- [ФРАГМЕНТ СТРАНИЦЫ]
============

В изданиях так называющейся партии так называющихся социалистов-революционеров не замечается никаких разногласий, в этом отношении в них всегда и все ‘обстоит благополучно’. Но кто же берет эту ‘партию’ всерьез, кроме некоторых наивных молодых людей, лишенных самых элементарных представлений и о социализме, и о революции? Отсутствие всякого серьезного усилия мысли составляет главнейший отличительный признак всех ее многочисленных литературных произведений. Наша партия не может уподобиться ей. Если спор означает неблагополучие, то нам, социал-демократам, не суждено быть благополучными. В нашем деле, еще более, чем во всяком другом, спор есть, по выражению древнегреческого философа, отец всех вещей. Очень может быть, что мы и в настоящее время вынуждены будем спорить с тем или другим из тех товарищей, которые когда-то выступали ‘экономистами’ на практике. Но наши возможные споры с ними не должны мешать полному товарищескому сближению между нами. Это сближение является теперь одним из очень важных для нас очередных практических вопросов. Число наших непримиримых врагов, — число сознательных врагов революционных стремлений пролетариата, — с каждым днем растет и не может не расти в возрастающей прогрессии. Перестанем же дробить наши силы. Мы уже выросли из пеленок кружковщины, всегда страшно суживающей политический кругозор людей и делающий их способными расходиться из-за ничтожнейших поводов. Мы стали самой влиятельной политической партией в нашей стране, а политическое влияние обязывает, и никак не меньше, чем ‘дворянство’. Все мы без исключения, — и вчерашние ‘экономисты’, и нынешние ‘политики’, — должны ‘ликвидировать’ свои старые счеты и дружно взяться за новую совместную работу в широких рамках новой партийной организации, в которой найдется место для самых многоразличных талантов и для самых разнообразных наклонностей. И все мы до единого должны смотреть на разброд, как на тяжелое политическое преступление. Непримиримость по отношению к врагам рабочего класса, терпимость по отношению к его друзьям, т. е. нашим товарищам, — вот девиз, которого следует неизменно держаться всем нам, солдатам революционной армии труда. Довольно усобиц! Нам необходимо единение!

============

- [ПОРЯДОК ВЫПОЛНЕНИЯ]
Установите, согласуется ли каждое из трех утверждений с фрагментом страницы. Ответьте «да» или «нет» и дословно приведите решающие слова фрагмента.
1. Во фрагменте спор назван отцом всех вещей со ссылкой на древнегреческого философа.
2. Во фрагменте утверждается, что число сознательных врагов пролетариата со временем сокращается.
3. Предлагаемый во фрагменте девиз требует терпимости по отношению к врагам рабочего класса.

- [ИСХОДНЫЕ ДАННЫЕ]
============

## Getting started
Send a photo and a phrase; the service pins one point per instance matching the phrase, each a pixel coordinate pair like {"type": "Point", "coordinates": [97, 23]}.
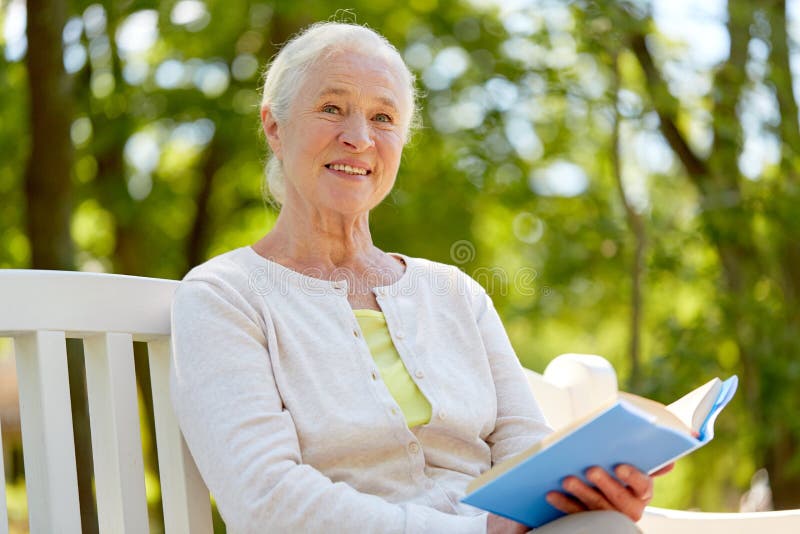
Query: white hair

============

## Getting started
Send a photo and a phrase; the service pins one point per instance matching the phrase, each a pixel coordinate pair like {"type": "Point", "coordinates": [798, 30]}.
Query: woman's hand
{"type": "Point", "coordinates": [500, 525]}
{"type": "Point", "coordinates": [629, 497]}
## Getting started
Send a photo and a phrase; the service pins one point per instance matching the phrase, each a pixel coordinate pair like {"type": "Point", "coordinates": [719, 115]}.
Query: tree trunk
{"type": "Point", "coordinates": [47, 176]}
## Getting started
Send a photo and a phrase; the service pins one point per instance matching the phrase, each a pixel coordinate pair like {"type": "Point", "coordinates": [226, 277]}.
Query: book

============

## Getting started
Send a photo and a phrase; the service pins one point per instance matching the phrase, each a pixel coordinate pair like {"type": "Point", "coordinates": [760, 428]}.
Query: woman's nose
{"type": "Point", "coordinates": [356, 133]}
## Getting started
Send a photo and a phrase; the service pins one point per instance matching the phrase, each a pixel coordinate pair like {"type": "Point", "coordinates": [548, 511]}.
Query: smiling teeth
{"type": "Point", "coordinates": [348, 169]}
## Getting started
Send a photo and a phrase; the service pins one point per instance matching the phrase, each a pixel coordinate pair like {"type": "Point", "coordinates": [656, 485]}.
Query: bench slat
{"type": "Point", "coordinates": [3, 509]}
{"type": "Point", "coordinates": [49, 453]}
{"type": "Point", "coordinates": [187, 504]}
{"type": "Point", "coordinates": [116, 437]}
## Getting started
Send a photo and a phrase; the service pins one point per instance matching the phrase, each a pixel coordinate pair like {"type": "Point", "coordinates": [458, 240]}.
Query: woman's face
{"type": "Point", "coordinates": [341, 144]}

============

- [РЕЗУЛЬТАТ УПРАЖНЕНИЯ]
1. Да: «спор есть, по выражению древнегреческого философа, отец всех вещей».
2. Нет: «с каждым днем растет и не может не расти в возрастающей прогрессии».
3. Нет: «Непримиримость по отношению к врагам рабочего класса».